(Entries from a pointing dataset)
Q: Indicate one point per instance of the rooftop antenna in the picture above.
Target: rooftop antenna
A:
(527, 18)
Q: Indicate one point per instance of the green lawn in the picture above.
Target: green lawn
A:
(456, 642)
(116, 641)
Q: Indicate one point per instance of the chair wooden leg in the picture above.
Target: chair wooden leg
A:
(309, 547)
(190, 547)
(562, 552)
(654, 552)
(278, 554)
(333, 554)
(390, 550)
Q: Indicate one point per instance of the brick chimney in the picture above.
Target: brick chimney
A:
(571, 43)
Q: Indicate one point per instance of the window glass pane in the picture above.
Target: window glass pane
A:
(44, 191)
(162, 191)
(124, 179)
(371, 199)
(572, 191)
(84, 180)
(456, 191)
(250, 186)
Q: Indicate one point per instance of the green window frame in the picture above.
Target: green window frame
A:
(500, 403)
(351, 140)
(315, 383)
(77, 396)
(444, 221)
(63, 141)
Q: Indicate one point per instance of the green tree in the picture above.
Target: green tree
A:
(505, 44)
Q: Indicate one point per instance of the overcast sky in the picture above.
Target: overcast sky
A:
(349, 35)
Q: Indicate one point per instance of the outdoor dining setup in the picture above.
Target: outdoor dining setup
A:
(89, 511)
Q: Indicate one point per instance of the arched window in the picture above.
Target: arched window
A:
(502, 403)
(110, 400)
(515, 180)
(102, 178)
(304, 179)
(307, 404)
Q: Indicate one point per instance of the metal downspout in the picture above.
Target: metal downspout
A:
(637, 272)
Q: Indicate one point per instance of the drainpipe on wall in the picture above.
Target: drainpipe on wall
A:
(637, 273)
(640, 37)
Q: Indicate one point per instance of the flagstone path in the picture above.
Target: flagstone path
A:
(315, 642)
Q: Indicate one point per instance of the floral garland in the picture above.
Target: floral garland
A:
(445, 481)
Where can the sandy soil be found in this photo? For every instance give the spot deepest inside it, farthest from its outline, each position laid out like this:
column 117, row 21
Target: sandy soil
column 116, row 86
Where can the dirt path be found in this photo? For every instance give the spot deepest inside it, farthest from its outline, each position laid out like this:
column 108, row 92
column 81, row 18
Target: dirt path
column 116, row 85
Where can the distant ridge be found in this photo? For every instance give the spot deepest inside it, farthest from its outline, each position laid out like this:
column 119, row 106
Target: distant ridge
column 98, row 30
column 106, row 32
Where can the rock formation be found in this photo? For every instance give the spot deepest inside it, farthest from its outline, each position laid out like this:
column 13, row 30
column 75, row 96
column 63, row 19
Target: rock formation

TASK INSTRUCTIONS: Reproduce every one of the entries above word for word, without altering anything.

RESPONSE TO THE TASK:
Q: Indicate one point per instance of the rooftop antenna in the picture above.
Target: rooftop antenna
A:
(527, 18)
Q: Indicate one point per instance of the green lawn in the picture above.
Target: green lawn
A:
(456, 642)
(116, 641)
Q: Indicate one point per instance of the chair wooden leg in the picture above.
Target: chair wooden leg
A:
(309, 547)
(190, 547)
(562, 552)
(654, 552)
(278, 554)
(333, 554)
(390, 550)
Q: Indicate one point per instance of the brick chimney in the picture above.
Target: brick chimney
A:
(571, 43)
Q: Indicate one point per instance of the window glass pane in the picture above.
Target: window glass pane
A:
(44, 191)
(162, 191)
(124, 179)
(371, 199)
(572, 191)
(84, 180)
(456, 191)
(250, 186)
Q: Indicate one point per instance of the green window frame in the picture above.
Target: green window frame
A:
(500, 403)
(351, 140)
(315, 383)
(77, 396)
(444, 221)
(63, 141)
Q: Indicate one point per instance of the green tree in the picture above.
Target: green tree
A:
(505, 44)
Q: Indicate one point per instance of the overcast sky in the picture above.
Target: overcast sky
A:
(349, 35)
Q: Indicate one point per instance of the outdoor dining setup in the picture above.
Target: outdoor dining setup
A:
(89, 511)
Q: Indicate one point per instance of the arched window in the picture above.
Target: arched window
A:
(502, 403)
(110, 400)
(515, 180)
(102, 178)
(304, 179)
(307, 404)
Q: Indicate one point per instance of the metal downspout in the picture above.
Target: metal downspout
A:
(637, 272)
Q: Indicate one point per instance of the drainpipe on wall in the picture above.
Target: drainpipe on wall
A:
(637, 273)
(640, 37)
Q: Indicate one point per instance of the flagstone path in the picture above.
Target: flagstone path
A:
(315, 642)
Q: Indicate one point per instance of the floral garland in the picture above.
Target: floral garland
A:
(445, 481)
Where can the sandy soil be found in this photo? For every instance give the spot deepest inside it, farthest from its outline, each position laid out like this:
column 117, row 21
Target: sandy soil
column 116, row 86
Where can the dirt path be found in this photo? For every instance give the spot deepest inside it, farthest from its outline, each position laid out like this:
column 108, row 92
column 81, row 18
Target: dirt path
column 116, row 85
Where can the distant ridge be found in this photo? For every instance give the spot deepest inside it, farthest from its outline, each position laid out like this:
column 119, row 106
Target: distant ridge
column 98, row 30
column 106, row 32
Where can the rock formation be found in this photo? For every instance give the spot deepest inside it, farthest from its outline, each position laid out like this:
column 13, row 30
column 75, row 96
column 63, row 19
Target: rock formation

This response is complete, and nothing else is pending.